**WHAT THE TASK ASKS**:
If a line in the records below contains the word "window", copy it out.

**DATA RECORDS**:
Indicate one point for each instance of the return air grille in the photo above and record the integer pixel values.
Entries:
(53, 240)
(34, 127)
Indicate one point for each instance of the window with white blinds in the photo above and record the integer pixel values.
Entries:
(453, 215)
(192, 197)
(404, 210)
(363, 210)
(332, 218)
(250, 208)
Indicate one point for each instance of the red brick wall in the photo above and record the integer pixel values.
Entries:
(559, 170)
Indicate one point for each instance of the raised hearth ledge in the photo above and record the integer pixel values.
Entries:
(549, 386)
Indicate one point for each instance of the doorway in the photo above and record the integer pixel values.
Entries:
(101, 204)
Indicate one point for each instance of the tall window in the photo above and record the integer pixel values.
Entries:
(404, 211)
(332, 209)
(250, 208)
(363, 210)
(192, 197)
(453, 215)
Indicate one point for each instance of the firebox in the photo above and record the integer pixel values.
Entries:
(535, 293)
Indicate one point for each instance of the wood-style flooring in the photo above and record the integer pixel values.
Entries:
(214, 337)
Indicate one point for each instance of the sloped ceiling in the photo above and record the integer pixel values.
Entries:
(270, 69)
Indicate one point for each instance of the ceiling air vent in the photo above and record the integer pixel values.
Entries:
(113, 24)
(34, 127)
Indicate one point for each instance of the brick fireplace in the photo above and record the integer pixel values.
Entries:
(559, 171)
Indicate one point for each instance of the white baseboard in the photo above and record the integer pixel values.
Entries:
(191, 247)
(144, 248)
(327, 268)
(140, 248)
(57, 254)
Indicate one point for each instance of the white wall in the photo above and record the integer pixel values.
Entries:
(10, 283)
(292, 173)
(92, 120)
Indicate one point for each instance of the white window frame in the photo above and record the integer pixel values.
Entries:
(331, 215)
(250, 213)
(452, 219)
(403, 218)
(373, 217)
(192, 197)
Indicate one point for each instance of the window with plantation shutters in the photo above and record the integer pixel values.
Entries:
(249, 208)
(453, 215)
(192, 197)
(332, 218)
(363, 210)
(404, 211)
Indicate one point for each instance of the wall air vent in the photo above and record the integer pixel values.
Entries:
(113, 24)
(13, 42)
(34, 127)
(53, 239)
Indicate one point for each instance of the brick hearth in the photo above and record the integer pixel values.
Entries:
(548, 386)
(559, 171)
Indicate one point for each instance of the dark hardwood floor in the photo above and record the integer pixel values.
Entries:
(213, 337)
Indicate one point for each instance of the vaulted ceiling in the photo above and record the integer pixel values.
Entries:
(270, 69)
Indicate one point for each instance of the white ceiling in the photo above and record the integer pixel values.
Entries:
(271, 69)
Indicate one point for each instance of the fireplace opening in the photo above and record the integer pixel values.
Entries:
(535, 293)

**EXERCISE SOLUTION**:
Indicate one point for each instance of the window with white blinds in the photo above and record the integer pixel values.
Indicate one point for each instance of the tall window in the photo above and record the integer pixel values.
Indicate one point for each instance of the white window frame in the photo above and record the integer pixel values.
Indicate one point for each instance of the window with plantation shutters in the photo above and record the integer pixel values.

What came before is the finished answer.